+++ TASK DATA +++

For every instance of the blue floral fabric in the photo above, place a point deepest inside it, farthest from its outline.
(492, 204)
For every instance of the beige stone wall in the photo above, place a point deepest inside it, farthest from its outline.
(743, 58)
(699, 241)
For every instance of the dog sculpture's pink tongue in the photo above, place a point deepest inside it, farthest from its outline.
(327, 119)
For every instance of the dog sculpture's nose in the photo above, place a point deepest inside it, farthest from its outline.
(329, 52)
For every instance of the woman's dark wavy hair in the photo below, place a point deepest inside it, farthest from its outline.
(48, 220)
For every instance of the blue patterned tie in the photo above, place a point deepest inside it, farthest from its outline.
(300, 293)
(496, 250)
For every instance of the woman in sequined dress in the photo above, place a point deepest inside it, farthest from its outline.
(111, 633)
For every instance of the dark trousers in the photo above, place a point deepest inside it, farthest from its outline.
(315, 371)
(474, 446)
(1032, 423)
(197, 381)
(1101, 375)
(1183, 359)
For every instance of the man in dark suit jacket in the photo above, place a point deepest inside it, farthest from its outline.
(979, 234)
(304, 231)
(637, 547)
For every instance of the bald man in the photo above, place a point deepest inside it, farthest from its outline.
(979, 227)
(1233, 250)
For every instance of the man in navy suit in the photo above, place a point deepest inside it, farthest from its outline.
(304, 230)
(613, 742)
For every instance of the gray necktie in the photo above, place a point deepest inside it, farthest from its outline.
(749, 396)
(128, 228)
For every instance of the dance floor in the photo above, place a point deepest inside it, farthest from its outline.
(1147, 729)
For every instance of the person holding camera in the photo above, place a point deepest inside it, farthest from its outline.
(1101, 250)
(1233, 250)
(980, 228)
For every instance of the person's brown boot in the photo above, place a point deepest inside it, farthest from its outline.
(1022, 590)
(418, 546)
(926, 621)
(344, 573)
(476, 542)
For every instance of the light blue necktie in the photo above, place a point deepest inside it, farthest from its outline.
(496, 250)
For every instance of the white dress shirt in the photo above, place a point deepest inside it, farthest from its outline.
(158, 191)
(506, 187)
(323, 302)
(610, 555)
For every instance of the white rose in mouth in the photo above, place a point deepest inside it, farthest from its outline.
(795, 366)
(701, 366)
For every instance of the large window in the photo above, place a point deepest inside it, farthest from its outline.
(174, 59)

+++

* EXERCISE PROMPT: From the first line to the last, transcribe the data exactly.

* TASK RESULT:
For every instance of the blue floral fabric in the photo above, place a point deepest inside it, farthest from its outline.
(492, 204)
For every instance of the beige stone wall in the photo above, place a point deepest inside it, farthest from its outline.
(743, 58)
(699, 241)
For every instance of the dog sculpture's pink tongue in the photo above, place a point deepest inside it, farthest from its outline.
(327, 119)
For every instance of the dog sculpture's nose in the photo above, place a point deepest inside it, farthest from its outline.
(329, 52)
For every instance of the woman's dark wavy hair in the photo below, place a point deepest inside it, farthest from its outline.
(48, 220)
For every instance of the blue patterned tie in the photo above, place a point deepest inside it, farthest from its outline.
(300, 293)
(496, 250)
For every instance of the woman in sequined dress in the photo above, place a point deepest inside it, farthest from its outline.
(111, 633)
For every instance of the dark trousers in the photo above, place a point deepest inside it, farthest from its outline.
(315, 371)
(474, 446)
(1032, 423)
(197, 381)
(1101, 375)
(1183, 359)
For every instance of the man in dark suit jacket in the photo above, place a point deepest inside it, farthest from its outline.
(979, 234)
(304, 231)
(637, 547)
For every instance of the bald man in the photo above, place a point deepest inside it, farthest from its outline.
(979, 227)
(1233, 250)
For every instance of the man in navy suit in the photo above, place a point deepest inside it, farthest from its outline.
(304, 230)
(613, 742)
For every instance of the gray necktie in the photo above, place a point deepest inside it, farthest from its outline.
(749, 396)
(128, 228)
For every instance of the dance floor in the photo above, place a point deepest inside it, farthest from its outline.
(1147, 729)
For every instance of the person holding camera in the photo above, place a point deepest inside it, farthest from its outline.
(1101, 250)
(1233, 250)
(980, 228)
For every instance of the person's brown boot in the photo above, place a point deepest inside it, farthest from its outline.
(1022, 590)
(418, 546)
(926, 621)
(344, 573)
(476, 542)
For every instance of the light blue necktie in the photo above, place a point deepest inside it, farthest from its outline.
(496, 250)
For every instance of the white dress shirt in the photo above, place a point deepest inside it, farthest from its outline.
(158, 191)
(506, 187)
(323, 302)
(610, 555)
For every instance of the white rose in mouth in the photo above, place a point deepest inside it, farthest from its outline.
(795, 366)
(701, 366)
For every instance of the large window in the photo above, place a point deepest inside it, farthest from its outline.
(174, 59)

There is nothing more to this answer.